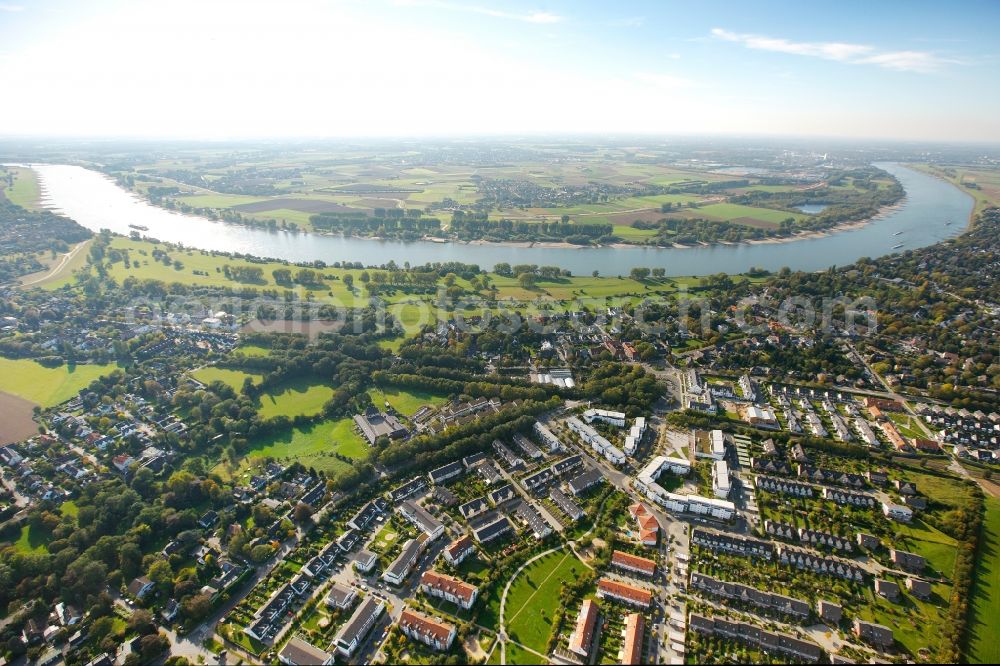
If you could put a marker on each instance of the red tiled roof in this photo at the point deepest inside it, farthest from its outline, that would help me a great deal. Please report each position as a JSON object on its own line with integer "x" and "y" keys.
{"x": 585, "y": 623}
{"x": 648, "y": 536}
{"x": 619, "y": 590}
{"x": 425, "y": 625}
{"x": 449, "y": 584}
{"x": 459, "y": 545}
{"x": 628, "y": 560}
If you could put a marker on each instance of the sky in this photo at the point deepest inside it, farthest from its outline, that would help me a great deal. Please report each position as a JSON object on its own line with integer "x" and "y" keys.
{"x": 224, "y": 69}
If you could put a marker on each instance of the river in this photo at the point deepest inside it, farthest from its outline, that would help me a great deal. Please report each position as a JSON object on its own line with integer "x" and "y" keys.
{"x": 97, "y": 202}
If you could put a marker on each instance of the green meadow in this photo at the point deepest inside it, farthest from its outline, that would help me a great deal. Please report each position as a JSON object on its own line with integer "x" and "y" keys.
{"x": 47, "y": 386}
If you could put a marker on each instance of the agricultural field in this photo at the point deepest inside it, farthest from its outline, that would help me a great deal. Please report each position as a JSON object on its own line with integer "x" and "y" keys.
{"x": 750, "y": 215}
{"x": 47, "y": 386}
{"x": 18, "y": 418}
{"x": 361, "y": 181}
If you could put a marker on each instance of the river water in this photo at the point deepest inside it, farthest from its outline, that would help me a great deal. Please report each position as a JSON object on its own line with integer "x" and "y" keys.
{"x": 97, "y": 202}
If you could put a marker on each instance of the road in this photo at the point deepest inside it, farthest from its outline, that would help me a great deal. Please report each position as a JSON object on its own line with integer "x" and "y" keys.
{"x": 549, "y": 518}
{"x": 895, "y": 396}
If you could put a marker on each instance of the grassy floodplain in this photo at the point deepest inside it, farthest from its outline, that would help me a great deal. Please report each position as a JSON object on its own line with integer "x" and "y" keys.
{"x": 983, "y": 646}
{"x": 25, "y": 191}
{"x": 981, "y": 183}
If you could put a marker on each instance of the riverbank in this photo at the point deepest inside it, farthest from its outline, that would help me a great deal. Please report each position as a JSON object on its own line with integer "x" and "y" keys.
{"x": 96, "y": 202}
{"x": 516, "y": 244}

==

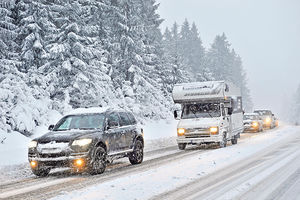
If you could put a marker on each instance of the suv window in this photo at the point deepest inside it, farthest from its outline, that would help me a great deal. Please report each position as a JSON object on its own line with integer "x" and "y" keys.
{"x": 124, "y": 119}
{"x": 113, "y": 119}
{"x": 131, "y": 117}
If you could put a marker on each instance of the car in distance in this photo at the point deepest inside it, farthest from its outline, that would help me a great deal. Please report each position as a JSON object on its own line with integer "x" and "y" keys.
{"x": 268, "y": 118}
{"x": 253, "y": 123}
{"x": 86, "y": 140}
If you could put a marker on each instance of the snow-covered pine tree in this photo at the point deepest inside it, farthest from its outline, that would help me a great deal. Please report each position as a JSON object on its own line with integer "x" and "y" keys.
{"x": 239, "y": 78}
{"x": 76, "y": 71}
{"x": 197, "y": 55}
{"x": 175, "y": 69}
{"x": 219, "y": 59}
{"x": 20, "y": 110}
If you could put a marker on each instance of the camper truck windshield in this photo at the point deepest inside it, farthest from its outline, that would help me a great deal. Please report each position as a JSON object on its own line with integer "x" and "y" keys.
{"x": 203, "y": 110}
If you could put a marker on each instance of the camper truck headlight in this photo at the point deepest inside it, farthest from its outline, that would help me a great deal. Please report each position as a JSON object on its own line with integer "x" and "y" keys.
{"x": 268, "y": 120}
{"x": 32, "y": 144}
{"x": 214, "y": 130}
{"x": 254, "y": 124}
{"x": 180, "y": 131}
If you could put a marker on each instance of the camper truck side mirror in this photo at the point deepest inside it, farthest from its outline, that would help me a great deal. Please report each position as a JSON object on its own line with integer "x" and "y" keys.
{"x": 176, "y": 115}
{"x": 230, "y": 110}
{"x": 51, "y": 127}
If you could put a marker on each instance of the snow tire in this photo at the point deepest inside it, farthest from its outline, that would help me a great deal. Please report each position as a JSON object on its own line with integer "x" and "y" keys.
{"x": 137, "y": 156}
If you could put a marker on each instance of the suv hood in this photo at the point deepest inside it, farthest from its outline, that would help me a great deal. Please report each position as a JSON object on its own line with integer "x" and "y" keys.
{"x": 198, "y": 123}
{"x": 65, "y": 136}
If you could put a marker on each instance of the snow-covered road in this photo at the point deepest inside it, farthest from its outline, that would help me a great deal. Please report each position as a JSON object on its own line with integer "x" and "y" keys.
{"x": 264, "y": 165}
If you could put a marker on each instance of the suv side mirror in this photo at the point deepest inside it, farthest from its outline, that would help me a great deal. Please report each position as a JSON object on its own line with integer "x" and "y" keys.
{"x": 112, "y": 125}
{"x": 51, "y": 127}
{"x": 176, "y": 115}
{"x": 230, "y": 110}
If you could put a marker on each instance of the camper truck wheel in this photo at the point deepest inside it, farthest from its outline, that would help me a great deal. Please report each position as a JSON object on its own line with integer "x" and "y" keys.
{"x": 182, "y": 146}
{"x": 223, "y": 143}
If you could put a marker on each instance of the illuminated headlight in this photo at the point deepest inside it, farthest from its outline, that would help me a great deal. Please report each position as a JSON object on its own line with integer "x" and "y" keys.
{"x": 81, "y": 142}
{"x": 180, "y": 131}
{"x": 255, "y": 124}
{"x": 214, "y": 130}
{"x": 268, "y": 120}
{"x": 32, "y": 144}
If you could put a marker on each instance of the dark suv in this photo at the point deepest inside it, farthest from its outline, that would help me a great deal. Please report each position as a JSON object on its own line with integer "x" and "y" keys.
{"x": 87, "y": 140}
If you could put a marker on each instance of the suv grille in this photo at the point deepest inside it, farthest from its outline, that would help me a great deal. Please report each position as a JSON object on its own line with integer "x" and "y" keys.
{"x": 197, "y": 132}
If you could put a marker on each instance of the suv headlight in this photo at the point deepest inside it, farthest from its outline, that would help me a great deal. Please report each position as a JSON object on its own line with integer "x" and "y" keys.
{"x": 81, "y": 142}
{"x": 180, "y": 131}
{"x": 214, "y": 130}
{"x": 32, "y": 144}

...

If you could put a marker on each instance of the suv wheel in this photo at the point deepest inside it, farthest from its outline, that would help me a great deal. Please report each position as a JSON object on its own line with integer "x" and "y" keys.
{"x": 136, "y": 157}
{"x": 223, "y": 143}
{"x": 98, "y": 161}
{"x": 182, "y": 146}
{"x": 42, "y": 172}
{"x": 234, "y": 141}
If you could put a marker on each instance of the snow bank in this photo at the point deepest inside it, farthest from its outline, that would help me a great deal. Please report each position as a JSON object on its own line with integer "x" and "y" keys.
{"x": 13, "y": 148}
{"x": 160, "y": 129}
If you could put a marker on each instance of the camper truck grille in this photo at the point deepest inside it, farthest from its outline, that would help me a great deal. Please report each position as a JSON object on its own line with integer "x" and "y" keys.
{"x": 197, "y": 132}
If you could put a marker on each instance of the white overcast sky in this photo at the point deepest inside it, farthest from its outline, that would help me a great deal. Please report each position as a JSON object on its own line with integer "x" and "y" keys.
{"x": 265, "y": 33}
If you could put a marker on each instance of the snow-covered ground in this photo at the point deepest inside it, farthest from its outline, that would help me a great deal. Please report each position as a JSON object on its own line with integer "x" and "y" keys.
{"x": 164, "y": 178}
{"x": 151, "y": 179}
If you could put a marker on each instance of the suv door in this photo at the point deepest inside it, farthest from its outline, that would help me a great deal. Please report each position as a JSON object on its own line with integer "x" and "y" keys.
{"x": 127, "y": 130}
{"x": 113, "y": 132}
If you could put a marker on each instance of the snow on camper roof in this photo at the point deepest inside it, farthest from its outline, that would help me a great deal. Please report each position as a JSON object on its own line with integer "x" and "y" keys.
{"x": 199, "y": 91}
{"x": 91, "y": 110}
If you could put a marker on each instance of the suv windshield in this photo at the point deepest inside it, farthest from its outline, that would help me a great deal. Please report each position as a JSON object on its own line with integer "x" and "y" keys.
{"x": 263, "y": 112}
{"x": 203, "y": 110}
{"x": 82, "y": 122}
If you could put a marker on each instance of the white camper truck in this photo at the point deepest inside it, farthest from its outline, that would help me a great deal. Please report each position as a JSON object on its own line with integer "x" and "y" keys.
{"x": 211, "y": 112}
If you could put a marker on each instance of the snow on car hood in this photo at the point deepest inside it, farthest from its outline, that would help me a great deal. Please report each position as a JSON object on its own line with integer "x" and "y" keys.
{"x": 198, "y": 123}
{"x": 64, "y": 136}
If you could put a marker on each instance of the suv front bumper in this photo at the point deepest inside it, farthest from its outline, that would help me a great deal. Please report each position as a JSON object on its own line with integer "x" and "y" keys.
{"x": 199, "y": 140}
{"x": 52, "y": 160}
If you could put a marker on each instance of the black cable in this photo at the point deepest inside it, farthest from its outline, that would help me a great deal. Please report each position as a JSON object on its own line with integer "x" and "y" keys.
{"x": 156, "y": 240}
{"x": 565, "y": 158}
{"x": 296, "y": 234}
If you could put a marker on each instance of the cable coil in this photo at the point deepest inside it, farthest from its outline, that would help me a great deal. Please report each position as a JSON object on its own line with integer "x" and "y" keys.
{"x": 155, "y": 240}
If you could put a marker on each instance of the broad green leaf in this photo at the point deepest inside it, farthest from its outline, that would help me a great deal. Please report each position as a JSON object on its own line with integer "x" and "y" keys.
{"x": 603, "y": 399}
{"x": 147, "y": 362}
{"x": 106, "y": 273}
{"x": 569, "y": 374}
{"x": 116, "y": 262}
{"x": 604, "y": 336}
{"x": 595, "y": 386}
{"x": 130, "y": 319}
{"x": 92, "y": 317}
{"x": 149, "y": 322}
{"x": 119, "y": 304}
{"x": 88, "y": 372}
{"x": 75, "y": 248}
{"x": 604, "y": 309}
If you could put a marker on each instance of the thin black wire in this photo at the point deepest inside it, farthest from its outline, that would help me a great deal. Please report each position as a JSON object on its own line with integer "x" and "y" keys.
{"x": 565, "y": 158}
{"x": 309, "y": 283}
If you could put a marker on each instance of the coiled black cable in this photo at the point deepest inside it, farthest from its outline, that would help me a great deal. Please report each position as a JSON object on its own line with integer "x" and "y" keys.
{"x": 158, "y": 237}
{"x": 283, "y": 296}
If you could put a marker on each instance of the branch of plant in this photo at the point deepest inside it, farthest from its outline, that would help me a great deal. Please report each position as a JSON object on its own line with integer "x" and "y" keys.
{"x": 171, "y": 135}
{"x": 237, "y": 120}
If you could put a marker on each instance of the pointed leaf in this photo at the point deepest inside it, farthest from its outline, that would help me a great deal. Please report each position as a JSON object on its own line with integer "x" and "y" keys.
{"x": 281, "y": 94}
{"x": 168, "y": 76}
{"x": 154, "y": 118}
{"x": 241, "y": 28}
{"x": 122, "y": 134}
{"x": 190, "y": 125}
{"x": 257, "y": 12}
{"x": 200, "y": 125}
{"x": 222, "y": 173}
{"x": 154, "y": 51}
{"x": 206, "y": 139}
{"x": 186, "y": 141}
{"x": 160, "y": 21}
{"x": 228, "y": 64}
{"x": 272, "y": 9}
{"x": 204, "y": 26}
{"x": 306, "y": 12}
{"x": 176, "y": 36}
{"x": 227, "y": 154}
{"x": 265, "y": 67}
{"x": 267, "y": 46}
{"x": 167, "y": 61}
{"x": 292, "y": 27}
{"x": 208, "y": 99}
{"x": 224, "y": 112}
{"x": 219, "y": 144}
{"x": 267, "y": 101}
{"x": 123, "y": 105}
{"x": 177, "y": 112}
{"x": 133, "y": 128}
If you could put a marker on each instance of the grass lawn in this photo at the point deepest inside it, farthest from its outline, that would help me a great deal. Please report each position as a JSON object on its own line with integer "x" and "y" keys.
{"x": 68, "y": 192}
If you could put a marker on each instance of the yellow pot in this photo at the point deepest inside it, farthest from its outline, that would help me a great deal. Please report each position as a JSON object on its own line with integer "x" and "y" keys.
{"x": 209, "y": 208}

* TASK DESCRIPTION
Pull out every line in the items above that contains the word "headlight", and copy each one in full.

* THE OUTPUT
If you could put a marker on each instance of the camper truck headlight in this photo at the point deepest inside it, farthest from its outline, that would help me a great deal. Please report each position as a JSON object on its own line with integer "x" and "y" keys.
If you could put a marker on each instance of the illuminated headlight in this photo at the point deepest inside it, farthest from its outline, that would help me a great deal. Please report each position as a JSON object on its own line with integer "x" and "y" keys.
If you could put a marker on each instance of the suv headlight in this photo at the point deepest inside it, farthest from its outline, that would help me a great deal. Please report each position as a JSON object on its own line with integer "x" and "y" keys.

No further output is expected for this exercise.